■ PROVIDED PASSAGE:
○ ○ ○ ○ ○ ○ ○
The changes will see the employer-assisted post-study work visa removed from Nov. 26, along with reductions to the length of time work visas will be provided. Someone who studies towards a bachelors' degree in New Zealand would still be eligible for three-year open work visa upon completion, as under the previous rules, but changes will be made to lower-level qualifications.
Current students won't be worse off, and those who complete their study in the next three years will be eligible for longer visas. Someone studying a lower-level qualification, such as a graduate diploma or other sub-degree course, would be eligible for a one-year open post-study work visa, if they study in Auckland, or a two-year open post-study work visa, if they study outside Auckland, excluding distance learning - as long as they complete it by the end of 2021.
After that, students studying below degree level would only be eligible for a one-year open post-study work visa, or one additional year if they are a graduate diploma graduate and working towards registration with a professional or trade body. They would also be required to study in New Zealand for two years before becoming eligible for a work visa.
International students studying Level 8 qualifications - that's a postgraduate diploma or bachelors' honours degree - will also need to be in an area specified on the Long Term Skills Shortage List in order for their partner to be eligible for an open work visa, and in turn the partners’ dependent children to be eligible for fee-free domestic schooling.
Immigration Minister Iain Lees-Galloway said the changes will "boost New Zealand’s economy, reduce student exploitation and promote our regional education offerings."
The changes follow consultation over the past two months. In June, Lees-Galloway put out a slightly more extensive set of proposed changes, which didn't include the staged reduction of visa eligibility past 2021, but did extend the Long Term Skills Shortage List requirement to those studying at Master's degree level too.
"Our changes will support the attraction of international students studying at higher levels of study, and those who undertake high quality sub-degree courses that deliver the skills needed in our growing economy," Lees-Galloway said. "They also provide time-limited incentives for students to study and work in the regions, boosting regional education providers and supporting our aims to lift regional investment and productivity."
"The removal of employer-assisted post-study work rights at all levels will help reduce the risk of migrant exploitation, and better protect New Zealand’s international reputation," Lees-Galloway said. "The bums-on-seats approach championed by the previous government is coming to an end."
New Zealand's annual net migration was 65,000 in the year to June, with student visas dropping 1.8 percent to 23,600 while work visa numbers rose 3 percent to 46,400. India was the biggest source of student visa migrants, up 3 percent to 5,900, with Chinese student numbers down 15 percent to 4,800 and the Philippines falling 4 percent to 1,400.
○ ○ ○ ○ ○ ○ ○
■ DATA SEGMENT:
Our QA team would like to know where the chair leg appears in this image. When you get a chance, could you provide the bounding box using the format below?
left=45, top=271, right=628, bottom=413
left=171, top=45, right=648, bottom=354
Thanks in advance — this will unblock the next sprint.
○ ○ ○ ○ ○ ○ ○
■ TASKS FOR THIS EXERCISE:
A. Answer these questions about the New Zealand visa passage, one per line:
(i) From what date is the employer-assisted post-study work visa removed?
(ii) What was New Zealand's annual net migration in the year to June?
(iii) Over how long did the consultation on the changes run?
B. From the New Zealand visa passage, list every country named as a source of student visa migrants, with the figure given for each.
C. Update the New Zealand visa passage from the words "Immigration Minister Iain" through "degree level too.", changing "consultation" to "a review".

■ SOLUTION SET:
A.
(i) Nov. 26
(ii) 65,000
(iii) The past two months

B.
India: 5,900
China: 4,800
Philippines: 1,400

C.
Immigration Minister Iain Lees-Galloway said the changes will "boost New Zealand’s economy, reduce student exploitation and promote our regional education offerings."
The changes follow a review over the past two months. In June, Lees-Galloway put out a slightly more extensive set of proposed changes, which didn't include the staged reduction of visa eligibility past 2021, but did extend the Long Term Skills Shortage List requirement to those studying at Master's degree level too.